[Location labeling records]
====
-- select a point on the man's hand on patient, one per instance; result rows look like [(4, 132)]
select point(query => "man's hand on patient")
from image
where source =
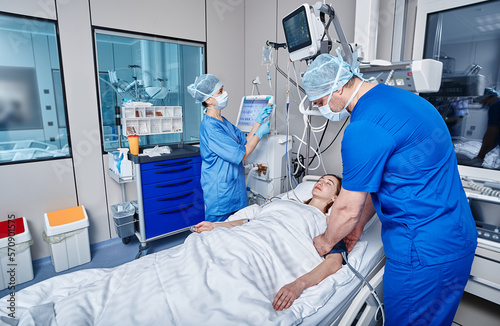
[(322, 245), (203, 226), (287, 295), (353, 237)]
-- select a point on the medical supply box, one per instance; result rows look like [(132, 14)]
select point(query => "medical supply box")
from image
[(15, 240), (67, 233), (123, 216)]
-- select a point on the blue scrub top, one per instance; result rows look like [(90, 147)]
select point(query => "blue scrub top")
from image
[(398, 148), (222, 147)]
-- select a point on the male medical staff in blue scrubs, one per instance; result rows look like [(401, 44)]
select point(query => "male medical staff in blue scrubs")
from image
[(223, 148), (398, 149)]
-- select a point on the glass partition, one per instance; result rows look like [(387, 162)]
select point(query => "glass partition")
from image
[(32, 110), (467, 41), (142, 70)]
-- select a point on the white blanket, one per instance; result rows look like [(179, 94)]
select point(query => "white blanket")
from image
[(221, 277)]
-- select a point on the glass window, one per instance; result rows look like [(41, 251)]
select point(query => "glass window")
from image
====
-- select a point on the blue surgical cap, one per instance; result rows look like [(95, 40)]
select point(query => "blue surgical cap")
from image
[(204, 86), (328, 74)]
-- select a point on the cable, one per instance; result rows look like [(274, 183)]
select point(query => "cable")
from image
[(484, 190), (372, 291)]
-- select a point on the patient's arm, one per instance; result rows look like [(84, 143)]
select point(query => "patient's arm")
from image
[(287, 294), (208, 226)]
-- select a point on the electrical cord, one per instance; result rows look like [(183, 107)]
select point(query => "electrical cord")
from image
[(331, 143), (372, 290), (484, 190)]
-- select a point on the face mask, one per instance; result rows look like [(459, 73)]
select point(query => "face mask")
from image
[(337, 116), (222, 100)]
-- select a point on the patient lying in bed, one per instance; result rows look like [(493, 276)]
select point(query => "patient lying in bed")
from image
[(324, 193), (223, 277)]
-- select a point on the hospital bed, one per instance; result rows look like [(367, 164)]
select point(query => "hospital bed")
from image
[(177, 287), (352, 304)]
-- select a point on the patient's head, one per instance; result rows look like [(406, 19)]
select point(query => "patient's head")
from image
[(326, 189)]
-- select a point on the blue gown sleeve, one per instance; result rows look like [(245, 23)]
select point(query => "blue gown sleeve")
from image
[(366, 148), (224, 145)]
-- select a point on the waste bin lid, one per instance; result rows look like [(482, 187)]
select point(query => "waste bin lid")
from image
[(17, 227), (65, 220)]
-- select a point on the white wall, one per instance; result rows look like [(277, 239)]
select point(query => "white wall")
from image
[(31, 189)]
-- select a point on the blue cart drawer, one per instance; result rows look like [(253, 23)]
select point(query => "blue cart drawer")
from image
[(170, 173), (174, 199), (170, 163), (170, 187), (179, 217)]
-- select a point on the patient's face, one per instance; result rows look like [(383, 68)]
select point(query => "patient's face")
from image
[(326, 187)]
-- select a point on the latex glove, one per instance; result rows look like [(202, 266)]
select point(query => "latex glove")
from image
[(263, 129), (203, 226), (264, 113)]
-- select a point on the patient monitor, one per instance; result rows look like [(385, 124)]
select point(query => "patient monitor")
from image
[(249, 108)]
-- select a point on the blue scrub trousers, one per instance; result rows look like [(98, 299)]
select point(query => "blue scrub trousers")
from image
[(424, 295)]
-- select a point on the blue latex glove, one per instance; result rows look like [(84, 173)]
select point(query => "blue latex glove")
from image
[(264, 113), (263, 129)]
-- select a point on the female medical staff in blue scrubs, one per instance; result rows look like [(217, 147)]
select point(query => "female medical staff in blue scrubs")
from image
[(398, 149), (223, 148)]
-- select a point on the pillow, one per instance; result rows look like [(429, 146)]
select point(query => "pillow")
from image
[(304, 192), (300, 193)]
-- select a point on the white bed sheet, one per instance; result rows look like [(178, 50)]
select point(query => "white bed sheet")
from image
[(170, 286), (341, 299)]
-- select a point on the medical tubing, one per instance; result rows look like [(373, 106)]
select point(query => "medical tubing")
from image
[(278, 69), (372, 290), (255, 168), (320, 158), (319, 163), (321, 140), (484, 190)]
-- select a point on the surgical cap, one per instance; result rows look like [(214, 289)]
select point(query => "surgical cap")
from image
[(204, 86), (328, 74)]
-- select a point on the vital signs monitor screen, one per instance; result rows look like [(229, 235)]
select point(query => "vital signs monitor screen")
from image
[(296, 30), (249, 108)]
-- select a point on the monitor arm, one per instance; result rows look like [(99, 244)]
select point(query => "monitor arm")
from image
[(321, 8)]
====
§ **What you should do**: Retype everything from the line containing "-- select a point on the patient's arm, one" down to the line containing "[(287, 294), (208, 226)]", with no changes.

§ **Correct result**:
-- select a point on the patient's arm, one per instance; result rows look like [(84, 143)]
select point(query => "patient's arm")
from image
[(287, 294), (208, 226)]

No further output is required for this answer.